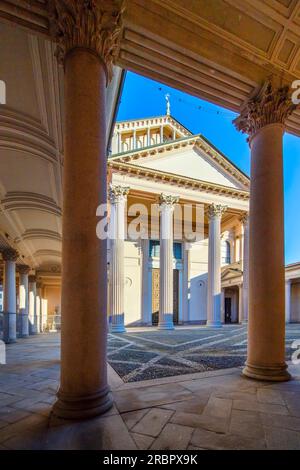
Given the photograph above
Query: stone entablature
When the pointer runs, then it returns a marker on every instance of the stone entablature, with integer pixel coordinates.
(195, 140)
(182, 181)
(140, 124)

_COSA PRODURRE_
Riscrivi tutte le righe qui sopra, richieste comprese, riscalando le coordinate in pixel delle risposte: moltiplicale per 1,85 e arrotondale all'intero più vicino, con le metà arrotondate per eccesso. Lascia fuori le immagini.

_RISPOSTA ALL'ESERCIZIO_
Given the photograph above
Query: stone entablature
When the pointer runs, then it returns a marker on every instance of the stone entablature, with integer pixel coordinates.
(361, 259)
(337, 335)
(259, 229)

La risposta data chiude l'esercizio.